** begin TEXT TO READ **

MediaFile

Keep on rockin’ in the fee world, newspapers

It’s refreshing to read some reasoned thinking about the future of newspapers that does not come from

    Newspaper executives whose cheerleading about how they will survive — somehow — gets undercut by reporting a 30 percent drop in profits one quarter later, or Internet Cassandras who want newspapers to burn and die because they hate editors who get precious about how the calling of journalism trumps the rules of free markets and (more typically) because they hold dear the tradition of thinking that newspapers only print lies.

The Financial Times is the bearer of these encouraging if cautionary words in an editorial that it ran on Tuesday:

There are legitimate concerns about the disappearance of general papers. The best dig up stories and provide coverage of local, national and foreign news that enlightens readers and citizens. It is easy to undervalue such news when it has been plentiful for decades, but society would feel its absence.

Perhaps some of the reporting done up to now by for-profit papers will in future be funded by foundations or trusts. But the industry should not lose faith in the free market. When people really want or need something, they will pay for it, one way or another. If today’s publishers cannot convince their readers to do so, they will be overtaken by others that can.

The FT is not saying that all newspapers have a future; it’s saying that the ones that don’t waste your time will survive because you will pay for them. To be sure, there is news that we want to know and news that we need to know (whether he want to or not). The question is: how many of our papers provide that? We would enjoy getting your response.

Allan Sloan spots New York Times tax genius

The New York Times might not have figured out its long-term strategy to survive just yet, but Fortune columnist Allan Sloan discovered that someone working for the company is a genius when it comes to taxes.

The Times this week said it will borrow $250 million from companies controlled by Mexican billionaire Carlos Slim, also the world’s second-richest man. Slim also is getting warrants that he can convert into stock, something that will make him one of the company’s largest shareholders. Aside from questions about whether he will take over the TImes, the aspect of the Slim deal that turned business reporters’ heads was the crazy interest that the Times will pay — 14 percent.

Sloan has a way of explaining how there is a way around this. Here are some excerpts, but for the full effect, go read his column. While Sloan is a master of converting complicated financial practice into plain English, this one is pretty tough for the layman.

** end TEXT TO READ **
** begin COLLECTED MATERIAL **

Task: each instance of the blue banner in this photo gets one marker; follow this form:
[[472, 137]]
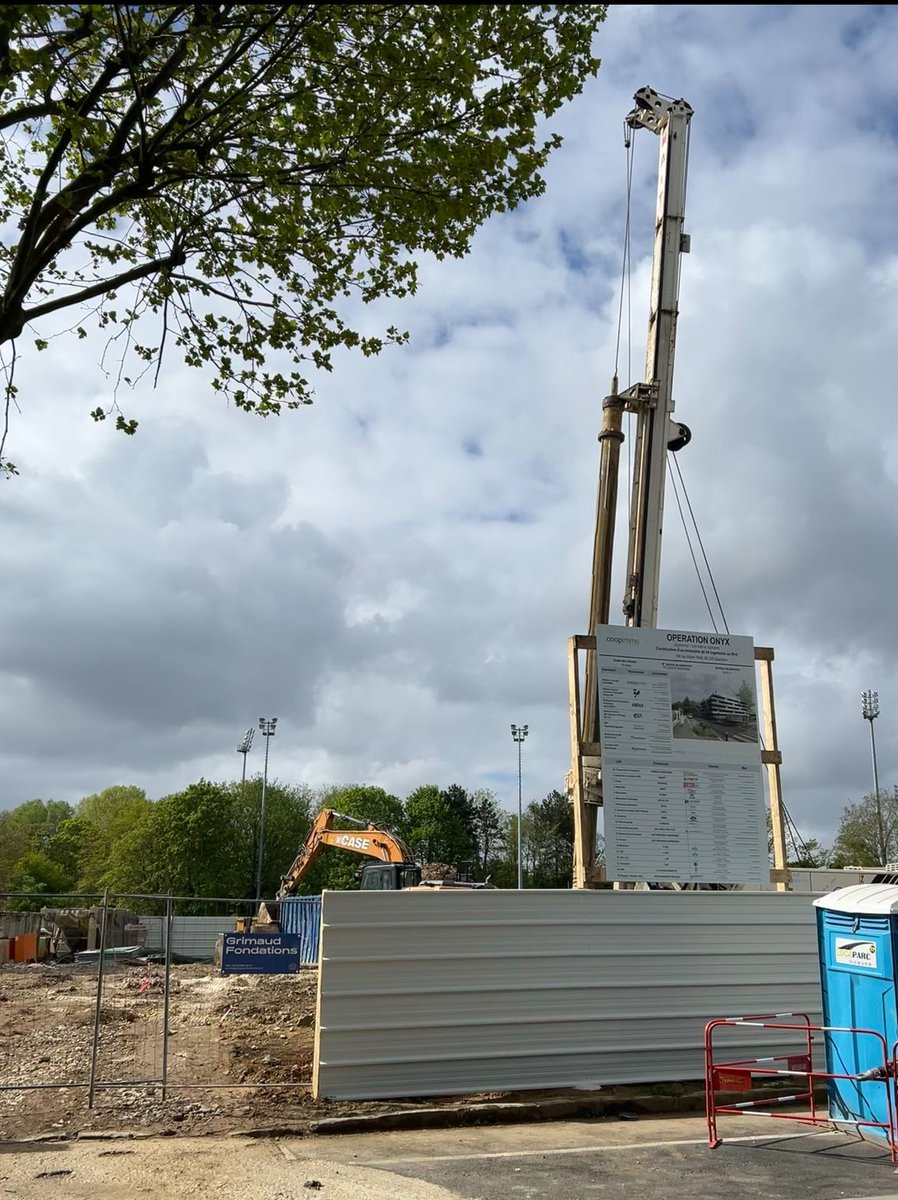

** end COLLECTED MATERIAL **

INSTRUCTIONS:
a - Translate this sentence from the newspaper commentary into Spanish: "It is easy to undervalue such news when it has been plentiful for decades, but society would feel its absence."
b - Reproduce the newspaper commentary from "Keep on rockin’" up to and including "only print lies.", with "editors" renamed to "reporters".

ANSWERS TO THE PROBLEMS:
a - Es fácil subestimar ese tipo de noticias cuando han abundado durante décadas, pero la sociedad notaría su ausencia.

b -
Keep on rockin’ in the fee world, newspapers

It’s refreshing to read some reasoned thinking about the future of newspapers that does not come from

    Newspaper executives whose cheerleading about how they will survive — somehow — gets undercut by reporting a 30 percent drop in profits one quarter later, or Internet Cassandras who want newspapers to burn and die because they hate reporters who get precious about how the calling of journalism trumps the rules of free markets and (more typically) because they hold dear the tradition of thinking that newspapers only print lies.